→ **PROBLEM**
Line by line, transcribe the records exactly.

→ **Stored entries**

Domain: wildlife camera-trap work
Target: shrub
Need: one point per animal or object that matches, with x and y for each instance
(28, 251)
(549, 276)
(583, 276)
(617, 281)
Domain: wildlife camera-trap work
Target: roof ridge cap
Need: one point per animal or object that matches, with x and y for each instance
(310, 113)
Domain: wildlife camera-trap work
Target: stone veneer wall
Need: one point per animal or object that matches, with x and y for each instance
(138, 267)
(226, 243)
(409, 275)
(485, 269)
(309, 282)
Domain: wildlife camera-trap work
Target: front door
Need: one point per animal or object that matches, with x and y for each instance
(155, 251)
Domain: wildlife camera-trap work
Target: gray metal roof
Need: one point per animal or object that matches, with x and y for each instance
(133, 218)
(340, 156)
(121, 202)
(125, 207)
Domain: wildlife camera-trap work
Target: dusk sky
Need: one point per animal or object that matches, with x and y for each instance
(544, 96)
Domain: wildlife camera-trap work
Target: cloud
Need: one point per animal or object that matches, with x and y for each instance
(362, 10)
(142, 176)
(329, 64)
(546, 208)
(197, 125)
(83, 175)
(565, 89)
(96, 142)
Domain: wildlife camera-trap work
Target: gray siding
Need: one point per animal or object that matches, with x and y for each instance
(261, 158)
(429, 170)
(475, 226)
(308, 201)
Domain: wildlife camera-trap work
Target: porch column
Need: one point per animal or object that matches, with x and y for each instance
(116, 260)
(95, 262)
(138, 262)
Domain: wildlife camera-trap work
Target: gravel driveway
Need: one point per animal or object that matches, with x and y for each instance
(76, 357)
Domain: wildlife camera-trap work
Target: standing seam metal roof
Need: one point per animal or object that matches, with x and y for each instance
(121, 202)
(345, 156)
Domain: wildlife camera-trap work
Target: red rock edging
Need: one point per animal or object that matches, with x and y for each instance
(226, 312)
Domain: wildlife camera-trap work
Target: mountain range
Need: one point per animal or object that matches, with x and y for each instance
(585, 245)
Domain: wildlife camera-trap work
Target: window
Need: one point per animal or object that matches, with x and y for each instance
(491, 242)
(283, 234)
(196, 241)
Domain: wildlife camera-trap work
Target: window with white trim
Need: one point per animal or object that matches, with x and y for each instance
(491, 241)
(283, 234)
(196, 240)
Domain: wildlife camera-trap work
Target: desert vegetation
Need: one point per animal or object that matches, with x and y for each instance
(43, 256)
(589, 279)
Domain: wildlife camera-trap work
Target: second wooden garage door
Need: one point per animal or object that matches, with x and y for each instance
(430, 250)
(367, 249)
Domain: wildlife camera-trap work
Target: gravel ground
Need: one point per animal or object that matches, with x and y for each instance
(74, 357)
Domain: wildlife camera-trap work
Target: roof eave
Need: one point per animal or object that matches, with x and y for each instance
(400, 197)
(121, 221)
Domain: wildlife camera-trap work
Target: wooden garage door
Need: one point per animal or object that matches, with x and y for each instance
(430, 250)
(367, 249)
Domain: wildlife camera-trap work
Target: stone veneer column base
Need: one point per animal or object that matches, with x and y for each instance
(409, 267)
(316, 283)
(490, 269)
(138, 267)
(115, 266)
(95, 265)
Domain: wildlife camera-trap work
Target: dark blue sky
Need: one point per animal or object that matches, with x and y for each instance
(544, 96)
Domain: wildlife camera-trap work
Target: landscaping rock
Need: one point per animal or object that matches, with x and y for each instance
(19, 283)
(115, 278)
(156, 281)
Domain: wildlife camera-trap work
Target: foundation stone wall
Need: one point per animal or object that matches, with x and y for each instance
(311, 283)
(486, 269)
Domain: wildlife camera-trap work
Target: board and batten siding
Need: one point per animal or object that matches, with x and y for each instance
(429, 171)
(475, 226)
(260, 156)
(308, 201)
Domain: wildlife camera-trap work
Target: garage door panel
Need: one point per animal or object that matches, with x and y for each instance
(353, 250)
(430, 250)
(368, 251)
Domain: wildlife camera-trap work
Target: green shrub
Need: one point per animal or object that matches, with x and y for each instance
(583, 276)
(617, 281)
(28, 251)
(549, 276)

→ **WRITTEN REPLY**
Domain: wildlife camera-trap work
Target: shrub
Need: one point per animal or object that matches, with x and y for each instance
(28, 251)
(549, 276)
(583, 276)
(617, 281)
Domain: wildlife camera-trap work
Target: roof ridge cap
Need: one point per animal or object that matches, with x and y for each instance
(310, 113)
Domain: wildlife camera-trap work
Target: stone veneer wall
Need: one point per animal or object that matches, with x and y for each instance
(138, 267)
(226, 243)
(409, 275)
(485, 269)
(309, 282)
Domain: wildlife camera-trap work
Target: front door
Need: one point per animal or object that matches, with x and y for each instance
(155, 251)
Domain: wildlife camera-trap work
Target: gray metal roof
Need: one point per animal or object that matches, with x and y for each instance
(133, 218)
(340, 156)
(121, 202)
(125, 207)
Domain: wildlife camera-trap work
Target: dusk sky
Need: one point per animal or object that matches, with x and y for each instance
(544, 96)
Domain: wildlife camera-trap work
Target: cloud
Need: one point per animal or object that matches, with x and y for each instance
(362, 10)
(142, 176)
(329, 64)
(546, 208)
(197, 125)
(83, 175)
(565, 89)
(96, 142)
Domain: wildlife camera-trap work
Target: gray siding
Need: one point per animal or object that matches, with x and y for each instance
(261, 158)
(429, 170)
(475, 226)
(308, 201)
Domain: wildlife camera-trap work
Target: porch column
Need: one point per animal or object that matches, with x and y for each instance
(116, 260)
(95, 262)
(138, 262)
Domain: wildlife camera-trap work
Target: gravel driveway
Need: one point per animal or object that matches, with x and y for each instance
(76, 357)
Domain: wildlife camera-trap work
Target: standing seam metal roof
Need: one point per animal or object that matches, with x and y for each instance
(121, 202)
(345, 156)
Domain: wildlife camera-trap work
Target: red rock edging
Need: one point per animal or object that matches, with x and y for each instance
(226, 312)
Domain: wildlife camera-trap work
Target: mountain range
Need: one point per animal or object that matches, with x and y for each instance
(585, 245)
Domain: wildlife camera-trap work
Target: window
Need: one point per animal or object that matches, with x and y for each instance
(491, 242)
(283, 234)
(196, 241)
Domain: wildlife camera-trap work
Target: window with white trim
Need: one point per animal or object that matches, with x and y for each instance
(491, 241)
(283, 234)
(196, 240)
Domain: wildlife camera-trap work
Target: desert vegetation
Need: one point per animal or object that matches, with x and y for each instance
(43, 256)
(589, 279)
Domain: wildlife camera-trap work
Target: second wooden garage door
Need: one point per animal or object that matches, with x and y for each instance
(430, 250)
(367, 249)
Domain: wildlife camera-trap work
Target: gravel ground
Need: one point per animal or object that matches, with x and y for each instance
(74, 357)
Domain: wildlife camera-trap work
Target: roof eave
Need: one point per animal or object that matches, with x and y for each instance
(400, 197)
(121, 221)
Domain: wildlife camera-trap work
Target: wooden garage door
Need: one point per animal or object that matches, with x and y for each instance
(430, 250)
(367, 249)
Domain: wildlife camera-trap work
Target: stone veneer column base
Need: one point per animal or object that matches, with x and y for each instance
(409, 267)
(316, 283)
(490, 269)
(138, 267)
(115, 266)
(95, 265)
Domain: wildlife camera-trap work
Target: dark blue sky
Need: one point per animal or object that matches, with x and y for each instance
(544, 96)
Domain: wildlife camera-trap work
Target: landscaping rock
Need: one point per animal or object that matches, with x and y for each instance
(19, 283)
(115, 278)
(156, 281)
Domain: wildlife camera-trap work
Target: foundation stone wall
Need: one point per animal or object that matches, with x and y for each instance
(311, 283)
(486, 269)
Domain: wildlife camera-trap work
Target: board and batten siding
Need: one point per animal or object that matches, with x and y for each instance
(429, 171)
(475, 226)
(260, 156)
(308, 201)
Domain: wildlife camera-trap work
Target: garage door panel
Need: one point per animal or object that matches, with x and y for each instance
(353, 250)
(430, 250)
(368, 251)
Domain: wildlife camera-trap work
Target: green shrub
Need: one point per animal or object that matches, with x and y for each instance
(583, 276)
(617, 281)
(28, 251)
(549, 276)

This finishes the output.